> Problem to solve
Everything from the line holding "Could you point out the orange" to the end of the listing below should be copied exactly, line for line, minus the pictures.

[Object position labeling entries]
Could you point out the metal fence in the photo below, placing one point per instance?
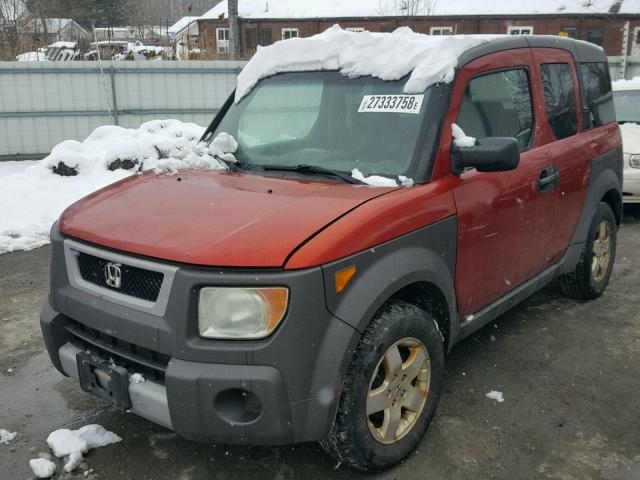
(44, 103)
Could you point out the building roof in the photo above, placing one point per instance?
(301, 9)
(54, 25)
(181, 24)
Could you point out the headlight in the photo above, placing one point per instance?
(240, 313)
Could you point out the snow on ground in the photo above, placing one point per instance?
(72, 444)
(460, 139)
(42, 468)
(495, 395)
(388, 56)
(6, 436)
(33, 198)
(137, 378)
(633, 84)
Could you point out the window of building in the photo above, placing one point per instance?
(265, 37)
(559, 98)
(570, 32)
(518, 30)
(251, 37)
(595, 35)
(498, 104)
(222, 40)
(289, 33)
(441, 31)
(597, 98)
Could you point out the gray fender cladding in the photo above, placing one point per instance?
(425, 255)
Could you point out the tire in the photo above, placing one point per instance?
(352, 440)
(587, 281)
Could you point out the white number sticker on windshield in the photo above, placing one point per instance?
(391, 103)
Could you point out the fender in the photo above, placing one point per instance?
(606, 175)
(425, 255)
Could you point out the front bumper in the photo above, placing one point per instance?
(280, 390)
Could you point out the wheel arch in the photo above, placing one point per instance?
(418, 268)
(613, 198)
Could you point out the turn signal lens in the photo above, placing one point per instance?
(240, 313)
(343, 277)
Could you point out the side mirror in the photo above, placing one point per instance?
(491, 154)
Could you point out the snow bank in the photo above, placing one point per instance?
(630, 137)
(73, 443)
(34, 198)
(388, 56)
(460, 139)
(42, 468)
(495, 395)
(6, 436)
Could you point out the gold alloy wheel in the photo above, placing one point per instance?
(398, 390)
(601, 251)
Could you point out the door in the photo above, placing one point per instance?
(501, 219)
(568, 145)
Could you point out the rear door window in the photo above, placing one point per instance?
(498, 104)
(596, 94)
(559, 98)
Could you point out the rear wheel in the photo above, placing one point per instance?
(391, 389)
(591, 276)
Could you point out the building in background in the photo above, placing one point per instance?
(185, 37)
(39, 32)
(612, 24)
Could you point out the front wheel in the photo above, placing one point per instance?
(391, 389)
(591, 276)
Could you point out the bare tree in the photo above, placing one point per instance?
(407, 8)
(234, 30)
(11, 16)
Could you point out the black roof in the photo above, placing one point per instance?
(581, 51)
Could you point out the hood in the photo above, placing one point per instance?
(211, 218)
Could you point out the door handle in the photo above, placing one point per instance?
(548, 179)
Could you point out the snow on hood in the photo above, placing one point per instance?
(388, 56)
(630, 137)
(38, 196)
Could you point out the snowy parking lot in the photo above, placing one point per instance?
(567, 373)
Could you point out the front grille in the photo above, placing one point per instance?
(134, 358)
(136, 282)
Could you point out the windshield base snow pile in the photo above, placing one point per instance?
(388, 56)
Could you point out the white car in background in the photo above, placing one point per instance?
(626, 95)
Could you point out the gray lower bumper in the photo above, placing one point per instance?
(148, 399)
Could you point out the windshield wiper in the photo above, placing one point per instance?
(314, 170)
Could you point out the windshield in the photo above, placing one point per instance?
(325, 119)
(627, 104)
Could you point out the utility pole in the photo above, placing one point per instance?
(625, 47)
(234, 30)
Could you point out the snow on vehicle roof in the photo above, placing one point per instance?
(388, 56)
(633, 84)
(388, 8)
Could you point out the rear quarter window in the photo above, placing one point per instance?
(559, 98)
(597, 98)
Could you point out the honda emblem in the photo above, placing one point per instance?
(113, 274)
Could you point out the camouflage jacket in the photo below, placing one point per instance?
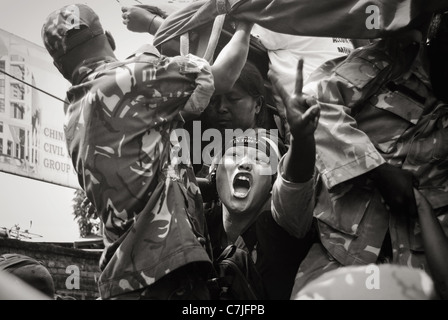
(119, 127)
(377, 106)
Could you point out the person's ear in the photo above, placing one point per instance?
(111, 39)
(259, 103)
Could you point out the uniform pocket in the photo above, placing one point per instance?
(431, 144)
(386, 117)
(343, 210)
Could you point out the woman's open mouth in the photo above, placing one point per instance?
(241, 185)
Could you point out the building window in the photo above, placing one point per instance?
(15, 57)
(18, 72)
(17, 91)
(9, 150)
(17, 111)
(22, 144)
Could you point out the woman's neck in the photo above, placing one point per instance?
(236, 223)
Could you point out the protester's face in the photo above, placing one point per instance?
(234, 110)
(239, 180)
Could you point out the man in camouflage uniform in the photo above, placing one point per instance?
(381, 154)
(120, 134)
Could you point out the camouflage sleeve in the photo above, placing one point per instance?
(343, 151)
(205, 87)
(287, 197)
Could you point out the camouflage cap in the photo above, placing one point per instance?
(56, 33)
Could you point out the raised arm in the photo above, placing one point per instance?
(142, 19)
(294, 186)
(230, 61)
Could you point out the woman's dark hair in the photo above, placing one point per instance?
(252, 82)
(153, 9)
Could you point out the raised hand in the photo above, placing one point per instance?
(302, 112)
(137, 19)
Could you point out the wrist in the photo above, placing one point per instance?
(151, 22)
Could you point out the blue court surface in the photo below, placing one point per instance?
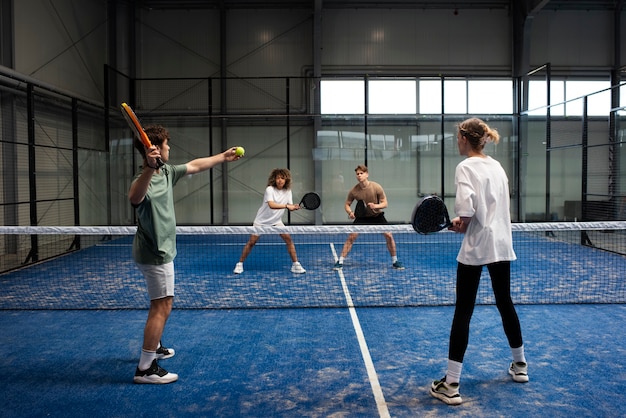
(363, 342)
(309, 363)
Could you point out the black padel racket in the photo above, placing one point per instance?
(360, 210)
(310, 201)
(137, 129)
(430, 215)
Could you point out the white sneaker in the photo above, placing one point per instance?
(297, 268)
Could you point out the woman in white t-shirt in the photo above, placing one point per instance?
(482, 206)
(276, 199)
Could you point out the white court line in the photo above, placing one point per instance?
(383, 411)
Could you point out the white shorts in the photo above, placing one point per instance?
(159, 279)
(279, 223)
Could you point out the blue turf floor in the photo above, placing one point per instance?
(307, 363)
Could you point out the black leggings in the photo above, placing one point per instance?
(467, 281)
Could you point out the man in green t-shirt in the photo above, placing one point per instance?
(154, 246)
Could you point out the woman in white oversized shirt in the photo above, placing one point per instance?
(482, 206)
(276, 199)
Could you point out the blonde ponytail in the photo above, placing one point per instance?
(478, 133)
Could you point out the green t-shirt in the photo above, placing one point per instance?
(155, 240)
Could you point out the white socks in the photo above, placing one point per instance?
(518, 354)
(453, 374)
(146, 359)
(454, 371)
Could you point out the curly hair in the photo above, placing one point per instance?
(282, 172)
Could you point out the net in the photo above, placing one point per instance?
(92, 267)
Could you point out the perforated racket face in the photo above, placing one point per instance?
(360, 211)
(134, 124)
(310, 201)
(430, 215)
(137, 129)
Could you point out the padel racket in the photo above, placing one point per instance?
(430, 215)
(137, 129)
(360, 210)
(310, 201)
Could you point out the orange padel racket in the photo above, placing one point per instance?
(137, 129)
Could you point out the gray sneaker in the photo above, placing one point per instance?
(446, 392)
(163, 353)
(155, 374)
(519, 371)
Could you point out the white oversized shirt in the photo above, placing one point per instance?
(267, 216)
(482, 193)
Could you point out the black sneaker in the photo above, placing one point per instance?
(163, 353)
(155, 374)
(446, 392)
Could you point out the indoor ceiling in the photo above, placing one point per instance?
(381, 4)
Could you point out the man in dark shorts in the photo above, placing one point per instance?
(371, 199)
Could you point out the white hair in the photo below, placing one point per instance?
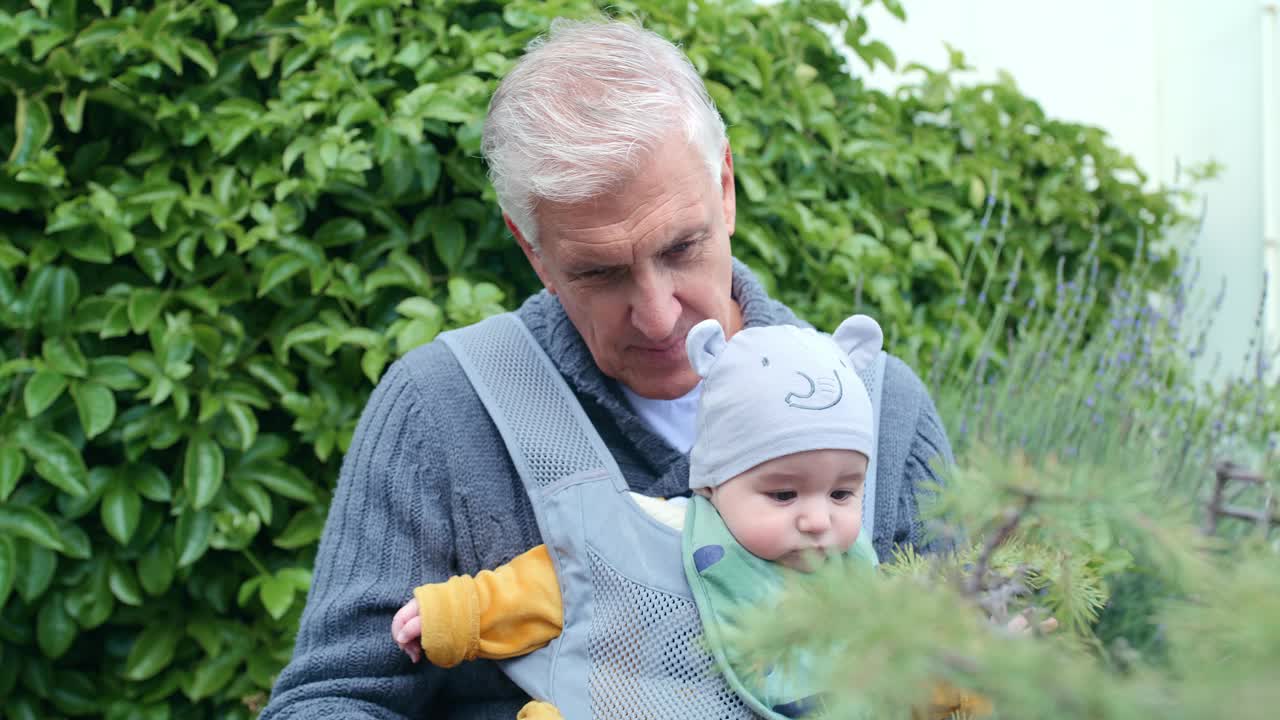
(584, 106)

> Response
Could you point out the orange padel racket in the photo above, placing one point per instance?
(137, 129)
Could you point out the gray sneaker in the photo above, placing one point per instance?
(446, 392)
(163, 353)
(155, 374)
(519, 371)
Could you point out the white oversized shirt in the photo above, placing one point per instance?
(267, 216)
(482, 193)
Could you point out the black sneaker in the photo above, placing one point per instance?
(163, 353)
(155, 374)
(446, 392)
Could you point out the indoor ceiling in the photo above, placing one point per instance?
(381, 4)
Could you point out the man in dark shorts in the photo above, placing one point per instance?
(371, 199)
Could you point out the white hair in the photo below, placing one point per instance?
(584, 106)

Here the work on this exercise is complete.